(Position identification items)
* START *

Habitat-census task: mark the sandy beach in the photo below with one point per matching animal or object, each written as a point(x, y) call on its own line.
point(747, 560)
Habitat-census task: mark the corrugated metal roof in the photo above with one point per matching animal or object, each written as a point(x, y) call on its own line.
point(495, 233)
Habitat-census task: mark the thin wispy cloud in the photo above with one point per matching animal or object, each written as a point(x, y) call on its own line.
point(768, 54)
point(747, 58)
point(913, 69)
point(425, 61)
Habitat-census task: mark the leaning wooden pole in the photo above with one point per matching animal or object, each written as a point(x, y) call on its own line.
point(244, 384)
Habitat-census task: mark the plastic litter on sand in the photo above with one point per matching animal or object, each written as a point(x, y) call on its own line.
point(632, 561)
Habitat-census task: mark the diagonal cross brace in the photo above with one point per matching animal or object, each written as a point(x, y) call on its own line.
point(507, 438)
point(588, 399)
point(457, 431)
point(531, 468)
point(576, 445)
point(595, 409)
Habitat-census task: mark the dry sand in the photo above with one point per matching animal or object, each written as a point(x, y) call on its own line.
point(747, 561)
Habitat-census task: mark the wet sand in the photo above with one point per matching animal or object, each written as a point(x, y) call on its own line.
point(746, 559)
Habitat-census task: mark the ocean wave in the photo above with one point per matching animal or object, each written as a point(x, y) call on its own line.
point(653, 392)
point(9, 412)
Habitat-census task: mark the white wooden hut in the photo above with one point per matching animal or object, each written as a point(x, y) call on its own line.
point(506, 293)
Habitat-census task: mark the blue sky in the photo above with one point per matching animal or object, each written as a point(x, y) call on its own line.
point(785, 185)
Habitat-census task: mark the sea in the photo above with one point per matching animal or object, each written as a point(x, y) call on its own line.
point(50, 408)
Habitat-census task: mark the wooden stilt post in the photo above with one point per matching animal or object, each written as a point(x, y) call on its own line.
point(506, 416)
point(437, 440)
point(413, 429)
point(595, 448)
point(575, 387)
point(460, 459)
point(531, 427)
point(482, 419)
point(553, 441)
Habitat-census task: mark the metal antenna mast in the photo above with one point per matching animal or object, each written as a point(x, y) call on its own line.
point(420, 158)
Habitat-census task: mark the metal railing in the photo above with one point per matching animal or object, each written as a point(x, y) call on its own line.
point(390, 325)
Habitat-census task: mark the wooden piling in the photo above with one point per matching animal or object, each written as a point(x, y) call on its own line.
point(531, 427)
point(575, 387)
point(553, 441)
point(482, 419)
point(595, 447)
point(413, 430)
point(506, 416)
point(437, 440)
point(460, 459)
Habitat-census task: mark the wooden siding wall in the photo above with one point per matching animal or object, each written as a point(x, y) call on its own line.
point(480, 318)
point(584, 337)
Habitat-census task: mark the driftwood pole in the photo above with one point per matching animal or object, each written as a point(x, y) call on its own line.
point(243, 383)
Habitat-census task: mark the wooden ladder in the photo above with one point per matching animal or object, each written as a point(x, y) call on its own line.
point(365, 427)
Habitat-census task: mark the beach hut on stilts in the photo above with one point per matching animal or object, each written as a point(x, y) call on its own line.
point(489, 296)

* END *

*Stated goal*: Could you render every one of the items above as a numbered list, leaving out any blank lines?

*Exercise result*:
1. Habitat-census task: mark the sandy beach in the photo below with one point per matching animal or object, each written as a point(x, y) call on its own line.
2. point(747, 560)
3. Habitat-census task: mark the corrugated metal roof in the photo above with one point per matching animal or object, each written as a point(x, y) call on its own line.
4. point(495, 233)
5. Habitat-census task: mark the thin wispy cloud in the photo above with one point per matching animal or object, each written as a point(x, y) call on its own line.
6. point(768, 54)
7. point(747, 58)
8. point(913, 69)
9. point(425, 61)
10. Habitat-census task: mark the leaning wooden pole in the photo above with one point per matching animal or object, each written as a point(x, y) call on its own line.
11. point(244, 384)
12. Habitat-census task: mark the plastic litter on sand in the photo above with one point per matching animal or object, each written as a point(x, y) call on its own line.
13. point(632, 561)
14. Habitat-census task: mark the diagonal cross brace in the photo above with one point per matching animal or object, each written as a point(x, y) call on its own line.
15. point(507, 438)
16. point(588, 399)
17. point(457, 431)
18. point(531, 468)
19. point(576, 445)
20. point(595, 409)
21. Habitat-census task: mark the dry sand in the photo above with one point per matching animal or object, each written as a point(x, y) call on its own line.
22. point(747, 561)
23. Habitat-census task: mark the wet sand in the photo above with one point per matching animal or object, each written as a point(x, y) call on its own line.
24. point(746, 559)
25. Habitat-census task: mark the ocean wave in the photo above with one point per matching animal or object, each written as a point(x, y) call on its own line.
26. point(653, 392)
27. point(9, 412)
28. Habitat-census task: mark the white wooden hut in the photo above with one point per matching animal or object, each written as a point(x, y) call on its own line.
29. point(506, 293)
30. Habitat-census task: mark the blue sky in the photo above with one point per matching animal or object, each written as a point(x, y) call on its own line.
31. point(785, 185)
32. Habitat-census task: mark the sea in the photo above with one point per matching animal or object, each written as a point(x, y) call on its own line.
33. point(50, 408)
34. Habitat-census task: mark the wooden stilt post in the photo above with one point per matching animal or object, each written as a point(x, y) call on its own line.
35. point(506, 416)
36. point(437, 440)
37. point(413, 429)
38. point(595, 448)
39. point(575, 387)
40. point(460, 459)
41. point(531, 427)
42. point(482, 419)
43. point(553, 441)
44. Habitat-census task: mark the metal antenna mast in the photo above with one point per matching animal or object, each written as a point(x, y) call on its own line.
45. point(420, 158)
46. Habitat-census task: mark the metal railing in the photo above with one point per matching animal or object, each written as a point(x, y) call on its own line.
47. point(390, 325)
48. Habitat-census task: mark the wooden piling in the photo above with one point per matching animal or object, each written as a point(x, y) call on its own line.
49. point(531, 427)
50. point(575, 387)
51. point(553, 441)
52. point(482, 419)
53. point(595, 447)
54. point(413, 430)
55. point(506, 416)
56. point(437, 440)
57. point(460, 459)
58. Habitat-census task: mark the wooden siding wall in the photo above with one point per matching animal or object, each written as a point(x, y) call on its own line.
59. point(480, 318)
60. point(584, 337)
61. Habitat-census task: mark the driftwood pole in the photo above with one point per matching animal or object, each written as a point(x, y) call on its own line.
62. point(243, 383)
63. Habitat-census task: mark the wooden ladder in the photo above with one point per matching animal or object, each written as a point(x, y) call on its own line.
64. point(365, 427)
65. Habitat-census task: mark the beach hut on stilts in the photo above with one point per matching animal or object, each written as a point(x, y) call on its own line.
66. point(489, 296)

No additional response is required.